§ **Task details**:
Retype the records exactly, beginning with the line that contains "Batch job #4201 — class label: gable roof." and continuing through the line that contains "[282, 215, 464, 294]".

-- Begin Dataset extract --

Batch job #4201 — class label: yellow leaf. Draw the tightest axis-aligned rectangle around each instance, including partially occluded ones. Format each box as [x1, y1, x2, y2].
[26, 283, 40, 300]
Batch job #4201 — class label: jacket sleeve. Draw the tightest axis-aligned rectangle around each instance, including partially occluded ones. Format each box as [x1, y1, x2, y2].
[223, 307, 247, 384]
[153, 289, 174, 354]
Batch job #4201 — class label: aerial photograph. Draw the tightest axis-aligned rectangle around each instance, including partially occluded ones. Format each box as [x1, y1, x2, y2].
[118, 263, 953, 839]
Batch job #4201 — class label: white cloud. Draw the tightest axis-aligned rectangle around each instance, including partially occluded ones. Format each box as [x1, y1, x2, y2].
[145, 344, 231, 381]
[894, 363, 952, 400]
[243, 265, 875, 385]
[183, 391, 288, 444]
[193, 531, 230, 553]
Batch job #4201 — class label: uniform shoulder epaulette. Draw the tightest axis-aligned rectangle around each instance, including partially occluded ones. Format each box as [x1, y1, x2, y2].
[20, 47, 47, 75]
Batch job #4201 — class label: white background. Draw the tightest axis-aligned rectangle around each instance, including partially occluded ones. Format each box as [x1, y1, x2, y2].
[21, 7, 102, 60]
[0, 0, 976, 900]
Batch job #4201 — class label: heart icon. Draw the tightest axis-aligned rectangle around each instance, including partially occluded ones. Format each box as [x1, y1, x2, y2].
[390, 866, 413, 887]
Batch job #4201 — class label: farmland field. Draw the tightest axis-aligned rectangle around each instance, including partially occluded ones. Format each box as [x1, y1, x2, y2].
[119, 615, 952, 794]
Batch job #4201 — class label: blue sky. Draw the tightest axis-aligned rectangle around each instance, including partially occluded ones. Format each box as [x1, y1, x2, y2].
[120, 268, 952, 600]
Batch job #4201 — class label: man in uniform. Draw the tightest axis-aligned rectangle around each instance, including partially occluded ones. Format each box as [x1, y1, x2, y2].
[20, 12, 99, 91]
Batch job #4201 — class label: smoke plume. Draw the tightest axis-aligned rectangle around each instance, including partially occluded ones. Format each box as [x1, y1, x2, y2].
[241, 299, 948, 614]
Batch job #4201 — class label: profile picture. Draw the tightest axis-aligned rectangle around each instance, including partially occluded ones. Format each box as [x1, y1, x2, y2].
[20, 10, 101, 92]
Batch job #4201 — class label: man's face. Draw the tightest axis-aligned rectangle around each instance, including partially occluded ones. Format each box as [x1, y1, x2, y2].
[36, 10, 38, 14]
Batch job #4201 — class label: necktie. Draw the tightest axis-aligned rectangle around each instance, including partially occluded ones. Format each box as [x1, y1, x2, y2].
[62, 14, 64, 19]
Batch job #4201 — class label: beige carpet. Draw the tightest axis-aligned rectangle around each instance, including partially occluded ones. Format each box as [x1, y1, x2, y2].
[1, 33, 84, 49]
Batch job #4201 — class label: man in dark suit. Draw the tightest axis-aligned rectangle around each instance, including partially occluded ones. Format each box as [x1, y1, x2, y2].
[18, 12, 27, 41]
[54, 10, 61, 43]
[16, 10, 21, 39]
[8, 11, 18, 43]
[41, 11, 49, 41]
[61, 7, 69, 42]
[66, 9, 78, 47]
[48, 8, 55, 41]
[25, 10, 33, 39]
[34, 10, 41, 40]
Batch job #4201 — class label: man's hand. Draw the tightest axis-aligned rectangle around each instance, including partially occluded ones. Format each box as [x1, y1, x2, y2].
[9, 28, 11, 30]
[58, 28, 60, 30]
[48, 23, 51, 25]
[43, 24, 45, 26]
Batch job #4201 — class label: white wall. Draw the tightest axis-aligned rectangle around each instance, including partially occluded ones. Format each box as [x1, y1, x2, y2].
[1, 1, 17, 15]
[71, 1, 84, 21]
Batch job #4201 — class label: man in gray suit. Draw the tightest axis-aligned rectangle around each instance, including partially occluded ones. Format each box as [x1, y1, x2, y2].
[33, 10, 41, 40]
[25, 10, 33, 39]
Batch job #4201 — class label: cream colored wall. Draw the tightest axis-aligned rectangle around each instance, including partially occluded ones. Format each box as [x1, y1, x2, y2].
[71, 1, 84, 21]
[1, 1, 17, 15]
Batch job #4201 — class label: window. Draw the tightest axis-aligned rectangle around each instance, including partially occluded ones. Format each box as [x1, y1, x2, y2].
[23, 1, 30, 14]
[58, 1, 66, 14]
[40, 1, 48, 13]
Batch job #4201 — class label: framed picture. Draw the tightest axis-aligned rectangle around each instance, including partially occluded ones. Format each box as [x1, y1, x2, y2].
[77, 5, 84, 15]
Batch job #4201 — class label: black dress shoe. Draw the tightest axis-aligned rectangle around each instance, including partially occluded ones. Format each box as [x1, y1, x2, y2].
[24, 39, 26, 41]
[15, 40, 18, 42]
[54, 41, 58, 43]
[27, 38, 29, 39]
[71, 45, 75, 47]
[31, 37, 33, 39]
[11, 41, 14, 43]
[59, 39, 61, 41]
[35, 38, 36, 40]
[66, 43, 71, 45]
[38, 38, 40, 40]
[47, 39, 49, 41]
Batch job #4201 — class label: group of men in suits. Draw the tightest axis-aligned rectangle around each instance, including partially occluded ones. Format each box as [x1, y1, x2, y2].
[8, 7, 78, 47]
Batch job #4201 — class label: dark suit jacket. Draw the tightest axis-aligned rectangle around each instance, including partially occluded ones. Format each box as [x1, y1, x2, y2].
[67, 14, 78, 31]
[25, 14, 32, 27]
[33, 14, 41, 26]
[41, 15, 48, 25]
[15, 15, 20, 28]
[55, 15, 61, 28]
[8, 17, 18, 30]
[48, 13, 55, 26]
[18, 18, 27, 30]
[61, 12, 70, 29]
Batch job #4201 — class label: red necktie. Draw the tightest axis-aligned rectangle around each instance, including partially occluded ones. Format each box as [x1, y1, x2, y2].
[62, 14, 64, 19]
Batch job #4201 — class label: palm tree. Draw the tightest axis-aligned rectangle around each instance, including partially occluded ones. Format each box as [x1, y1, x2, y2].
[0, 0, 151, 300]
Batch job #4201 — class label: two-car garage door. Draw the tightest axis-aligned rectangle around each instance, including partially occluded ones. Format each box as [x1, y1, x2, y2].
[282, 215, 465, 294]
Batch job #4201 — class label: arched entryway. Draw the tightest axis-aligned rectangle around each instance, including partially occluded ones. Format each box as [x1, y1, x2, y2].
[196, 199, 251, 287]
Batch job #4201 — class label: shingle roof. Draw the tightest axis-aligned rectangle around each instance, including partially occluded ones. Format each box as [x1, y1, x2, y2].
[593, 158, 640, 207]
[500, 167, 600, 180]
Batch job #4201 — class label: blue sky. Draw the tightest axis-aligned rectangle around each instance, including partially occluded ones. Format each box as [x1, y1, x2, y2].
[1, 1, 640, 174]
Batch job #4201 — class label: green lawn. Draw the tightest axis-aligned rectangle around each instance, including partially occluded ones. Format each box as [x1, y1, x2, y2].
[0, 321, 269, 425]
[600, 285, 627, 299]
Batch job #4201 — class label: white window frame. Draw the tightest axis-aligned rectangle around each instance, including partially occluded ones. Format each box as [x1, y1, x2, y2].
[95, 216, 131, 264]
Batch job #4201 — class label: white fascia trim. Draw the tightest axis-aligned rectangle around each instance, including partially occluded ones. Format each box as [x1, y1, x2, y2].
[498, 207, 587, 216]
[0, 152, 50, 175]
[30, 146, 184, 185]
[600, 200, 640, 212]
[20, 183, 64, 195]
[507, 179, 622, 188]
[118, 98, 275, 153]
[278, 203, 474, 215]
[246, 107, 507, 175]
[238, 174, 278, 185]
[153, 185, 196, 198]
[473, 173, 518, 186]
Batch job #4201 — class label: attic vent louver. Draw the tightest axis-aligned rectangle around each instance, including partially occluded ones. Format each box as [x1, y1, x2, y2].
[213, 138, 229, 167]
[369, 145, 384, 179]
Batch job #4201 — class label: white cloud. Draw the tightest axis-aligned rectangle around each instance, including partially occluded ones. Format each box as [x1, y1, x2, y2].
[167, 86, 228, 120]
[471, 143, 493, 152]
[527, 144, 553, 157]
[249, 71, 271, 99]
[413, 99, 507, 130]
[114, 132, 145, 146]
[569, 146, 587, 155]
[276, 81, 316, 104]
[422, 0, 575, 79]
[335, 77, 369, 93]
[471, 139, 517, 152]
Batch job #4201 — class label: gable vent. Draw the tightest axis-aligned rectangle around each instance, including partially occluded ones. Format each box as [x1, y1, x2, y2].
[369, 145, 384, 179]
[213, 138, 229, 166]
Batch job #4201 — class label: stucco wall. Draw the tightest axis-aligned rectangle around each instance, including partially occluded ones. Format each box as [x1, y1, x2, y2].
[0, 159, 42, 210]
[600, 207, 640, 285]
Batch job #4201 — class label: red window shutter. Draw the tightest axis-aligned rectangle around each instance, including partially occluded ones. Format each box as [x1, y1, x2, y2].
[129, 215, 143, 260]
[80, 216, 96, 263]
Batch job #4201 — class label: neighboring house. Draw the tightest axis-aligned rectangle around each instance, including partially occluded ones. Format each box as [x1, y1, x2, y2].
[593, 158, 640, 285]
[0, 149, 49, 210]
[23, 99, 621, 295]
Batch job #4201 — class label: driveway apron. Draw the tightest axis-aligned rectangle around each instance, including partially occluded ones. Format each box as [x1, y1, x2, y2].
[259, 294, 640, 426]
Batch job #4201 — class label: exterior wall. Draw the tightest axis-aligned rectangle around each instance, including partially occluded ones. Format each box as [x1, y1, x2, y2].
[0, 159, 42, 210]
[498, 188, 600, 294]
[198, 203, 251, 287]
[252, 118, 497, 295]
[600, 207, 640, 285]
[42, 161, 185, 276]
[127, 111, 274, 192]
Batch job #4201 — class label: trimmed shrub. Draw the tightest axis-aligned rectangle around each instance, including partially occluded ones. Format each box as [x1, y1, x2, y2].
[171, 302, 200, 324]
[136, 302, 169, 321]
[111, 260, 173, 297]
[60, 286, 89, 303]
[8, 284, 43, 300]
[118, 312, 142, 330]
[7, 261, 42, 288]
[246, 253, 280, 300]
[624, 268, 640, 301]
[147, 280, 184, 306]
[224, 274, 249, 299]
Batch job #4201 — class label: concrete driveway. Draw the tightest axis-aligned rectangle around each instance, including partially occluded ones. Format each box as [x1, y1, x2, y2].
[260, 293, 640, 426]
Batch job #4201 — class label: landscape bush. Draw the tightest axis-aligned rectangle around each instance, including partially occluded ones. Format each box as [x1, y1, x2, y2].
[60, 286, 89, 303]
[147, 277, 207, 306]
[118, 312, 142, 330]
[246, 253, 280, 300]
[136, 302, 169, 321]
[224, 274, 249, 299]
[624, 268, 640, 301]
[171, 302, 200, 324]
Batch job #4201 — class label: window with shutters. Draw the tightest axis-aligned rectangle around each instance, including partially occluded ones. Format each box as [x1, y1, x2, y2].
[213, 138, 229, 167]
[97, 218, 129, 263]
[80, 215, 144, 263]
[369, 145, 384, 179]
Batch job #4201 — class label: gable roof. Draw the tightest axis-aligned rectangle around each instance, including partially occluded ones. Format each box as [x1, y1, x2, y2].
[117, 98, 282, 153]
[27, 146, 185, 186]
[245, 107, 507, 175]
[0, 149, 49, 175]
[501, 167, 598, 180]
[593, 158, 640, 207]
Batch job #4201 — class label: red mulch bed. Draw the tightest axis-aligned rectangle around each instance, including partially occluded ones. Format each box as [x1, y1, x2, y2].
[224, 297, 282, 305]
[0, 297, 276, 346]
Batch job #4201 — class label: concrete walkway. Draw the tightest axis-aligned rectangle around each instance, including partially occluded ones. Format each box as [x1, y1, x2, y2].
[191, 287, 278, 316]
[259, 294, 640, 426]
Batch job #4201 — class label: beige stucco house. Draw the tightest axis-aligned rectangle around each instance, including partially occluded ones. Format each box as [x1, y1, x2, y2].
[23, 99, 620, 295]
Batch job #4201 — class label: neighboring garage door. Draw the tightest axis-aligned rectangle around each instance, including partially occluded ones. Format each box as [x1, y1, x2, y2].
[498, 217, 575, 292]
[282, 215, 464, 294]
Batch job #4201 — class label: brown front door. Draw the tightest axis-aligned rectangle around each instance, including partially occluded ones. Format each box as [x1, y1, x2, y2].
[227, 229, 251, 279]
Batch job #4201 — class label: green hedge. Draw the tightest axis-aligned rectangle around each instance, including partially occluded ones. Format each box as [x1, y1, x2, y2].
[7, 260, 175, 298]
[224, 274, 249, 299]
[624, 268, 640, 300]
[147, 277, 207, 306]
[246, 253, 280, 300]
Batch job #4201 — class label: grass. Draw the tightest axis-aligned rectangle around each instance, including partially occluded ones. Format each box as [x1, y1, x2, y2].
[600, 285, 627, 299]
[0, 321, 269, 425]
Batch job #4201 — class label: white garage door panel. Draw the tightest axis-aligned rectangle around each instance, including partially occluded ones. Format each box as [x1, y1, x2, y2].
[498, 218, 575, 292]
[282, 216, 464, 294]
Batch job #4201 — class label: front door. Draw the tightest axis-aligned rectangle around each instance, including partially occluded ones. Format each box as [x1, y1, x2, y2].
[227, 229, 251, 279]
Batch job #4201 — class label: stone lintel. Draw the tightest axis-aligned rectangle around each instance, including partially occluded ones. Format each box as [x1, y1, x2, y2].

-- End Dataset extract --

§ **Answer to this task**:
Batch job #4201 — class label: gable roof. Draw the tightest axis-aligned rectangle around each instance, including partially occluded ones. Format each box as [x1, y1, x2, y2].
[117, 98, 282, 153]
[27, 146, 185, 186]
[245, 107, 507, 175]
[0, 149, 49, 175]
[501, 167, 598, 180]
[593, 158, 640, 207]
Batch job #4201 — class label: red mulch bed. Draw the tightest axis-aligned rectangle around each instance, including partially occluded ones. Format each box as [x1, y1, x2, y2].
[224, 297, 282, 305]
[0, 297, 276, 346]
Batch job #4201 — class label: concrete walkway. Draw the tightest axis-aligned rectangle around each instance, including partially occluded ones. Format each box as [x1, y1, x2, y2].
[191, 287, 278, 316]
[259, 294, 640, 426]
Batch job #4201 — class label: beige stucco house. Draw the tightest axis-aligned rectangle around each instance, including partially occluded ones. Format each box as [x1, y1, x2, y2].
[23, 99, 620, 295]
Batch job #4201 — class label: neighboring garage door. Draw the tightest axis-aligned rectangle around each instance, including partially occluded ones. Format each box as [x1, y1, x2, y2].
[498, 217, 575, 292]
[282, 215, 464, 294]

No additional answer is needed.